PROBLEMS TO SOLVE:
(a) From the forum post, list each setting the poster changed to fix slow running or failures, along with the value it was changed to.
(b) Report every line of the entries that contains the string "brown".

SUPPLIED PASSAGE:
Jim1348 Send message Joined: 28 Jul 12 Posts: 819 Credit: 1,591,285,971 RAC: 0 Level Scientific publications	Message 33677 - Posted: 30 Oct 2013 \| 12:57:33 UTC Last modified: 30 Oct 2013 \| 12:59:56 UTC
	On my GTX 660's (Win7 64-bit with 331.58 drivers): Concerning slow running: that happened once in a while to me, though only on the 660s and never on my GTX 650 Ti. But someone mentioned the old trick of setting the Power Management Mode to "Prefer Maximum Performance" in the Nvidia control panel, and I have not had a problem since. It is a little inconvenient to get to that setting now, since I normally connect my display to the internal Intel graphics adapter, but I used to always set it that way when I was running the monitor directly from the Nvidia card. Concerning failures: I was getting occasional failures on various Noelias (not necessarily just INS1P), but only on one of my two cards, which was curious since they are supposedly identical. It turns out that the GPU core voltage setting on the one that failed was a little lower than the other, apparently because it was running into a power limit. So using MSI Afterburner, I raised the power limit (to 105%) and raised the voltage a little. That fixed it, and I have had no failures since. It is a truism that the Noelias work your card hard, and if there are any weaknesses, they will find them.
	ID: 33677 \| Rating: 0 \| rate: / Reply Quote

ExtraTerrestrial Apes Volunteer moderator Volunteer tester Send message Joined: 17 Aug 08 Posts: 2705 Credit: 1,311,122,549 RAC: 0 Level Scientific publications	Message 33715 - Posted: 2 Nov 2013 \| 11:33:37 UTC - in response to Message 33677.

LISTED RECORDS:

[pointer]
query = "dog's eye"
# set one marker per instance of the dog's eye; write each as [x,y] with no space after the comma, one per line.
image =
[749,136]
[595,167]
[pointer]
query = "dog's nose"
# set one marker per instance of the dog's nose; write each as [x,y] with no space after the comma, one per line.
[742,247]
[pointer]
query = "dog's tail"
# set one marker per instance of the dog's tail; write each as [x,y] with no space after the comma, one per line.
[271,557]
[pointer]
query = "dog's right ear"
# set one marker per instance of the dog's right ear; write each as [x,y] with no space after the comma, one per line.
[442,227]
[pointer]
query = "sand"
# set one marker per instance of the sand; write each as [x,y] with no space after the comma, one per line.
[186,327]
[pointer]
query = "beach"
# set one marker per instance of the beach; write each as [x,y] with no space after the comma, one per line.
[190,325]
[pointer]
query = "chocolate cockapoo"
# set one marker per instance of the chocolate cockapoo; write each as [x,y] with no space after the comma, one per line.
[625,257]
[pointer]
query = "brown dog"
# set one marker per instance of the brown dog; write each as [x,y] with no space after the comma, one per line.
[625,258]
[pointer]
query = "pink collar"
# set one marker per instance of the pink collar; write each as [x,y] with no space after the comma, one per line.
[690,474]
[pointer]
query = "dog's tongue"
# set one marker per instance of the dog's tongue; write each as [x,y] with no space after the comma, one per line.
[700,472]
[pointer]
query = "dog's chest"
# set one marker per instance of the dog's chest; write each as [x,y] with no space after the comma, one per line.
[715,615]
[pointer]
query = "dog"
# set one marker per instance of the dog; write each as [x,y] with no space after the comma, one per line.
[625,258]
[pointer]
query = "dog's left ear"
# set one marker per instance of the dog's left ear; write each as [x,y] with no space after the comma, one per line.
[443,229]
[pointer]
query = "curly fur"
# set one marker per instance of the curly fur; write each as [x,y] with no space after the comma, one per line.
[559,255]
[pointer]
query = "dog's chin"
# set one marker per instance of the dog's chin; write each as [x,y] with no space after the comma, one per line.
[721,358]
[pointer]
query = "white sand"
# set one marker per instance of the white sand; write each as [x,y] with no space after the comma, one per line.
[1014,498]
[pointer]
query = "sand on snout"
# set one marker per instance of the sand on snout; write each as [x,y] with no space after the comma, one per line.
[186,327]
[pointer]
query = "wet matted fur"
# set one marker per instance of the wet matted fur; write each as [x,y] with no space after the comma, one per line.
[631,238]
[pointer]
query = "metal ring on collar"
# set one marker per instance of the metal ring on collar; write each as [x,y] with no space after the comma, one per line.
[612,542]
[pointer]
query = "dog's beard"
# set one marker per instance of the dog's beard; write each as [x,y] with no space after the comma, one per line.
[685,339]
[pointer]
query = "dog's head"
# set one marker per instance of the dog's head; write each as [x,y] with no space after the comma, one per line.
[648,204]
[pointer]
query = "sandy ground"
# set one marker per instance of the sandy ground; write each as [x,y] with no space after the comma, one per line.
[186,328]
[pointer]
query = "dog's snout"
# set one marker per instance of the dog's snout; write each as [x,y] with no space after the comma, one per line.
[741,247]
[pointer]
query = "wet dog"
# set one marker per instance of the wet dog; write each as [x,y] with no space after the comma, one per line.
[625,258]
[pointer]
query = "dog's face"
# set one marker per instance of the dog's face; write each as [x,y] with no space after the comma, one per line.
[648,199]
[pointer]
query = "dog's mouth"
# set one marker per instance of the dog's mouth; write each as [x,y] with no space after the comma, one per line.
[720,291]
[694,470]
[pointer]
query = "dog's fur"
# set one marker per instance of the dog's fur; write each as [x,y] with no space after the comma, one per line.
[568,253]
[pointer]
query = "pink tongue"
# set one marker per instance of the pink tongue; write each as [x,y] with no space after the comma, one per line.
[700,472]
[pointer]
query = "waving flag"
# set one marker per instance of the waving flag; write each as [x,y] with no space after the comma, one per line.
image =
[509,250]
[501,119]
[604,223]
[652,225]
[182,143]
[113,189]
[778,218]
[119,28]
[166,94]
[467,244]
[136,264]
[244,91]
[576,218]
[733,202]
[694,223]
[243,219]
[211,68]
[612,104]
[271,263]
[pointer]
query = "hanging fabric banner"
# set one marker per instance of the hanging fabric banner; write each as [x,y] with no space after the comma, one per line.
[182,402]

ANSWERS PER TASK:
(a)
- Power Management Mode in the Nvidia control panel: set to "Prefer Maximum Performance"
- Power limit in MSI Afterburner: raised to 105%
- GPU core voltage: raised a little

(b)
query = "brown dog"
# set one marker per instance of the brown dog; write each as [x,y] with no space after the comma, one per line.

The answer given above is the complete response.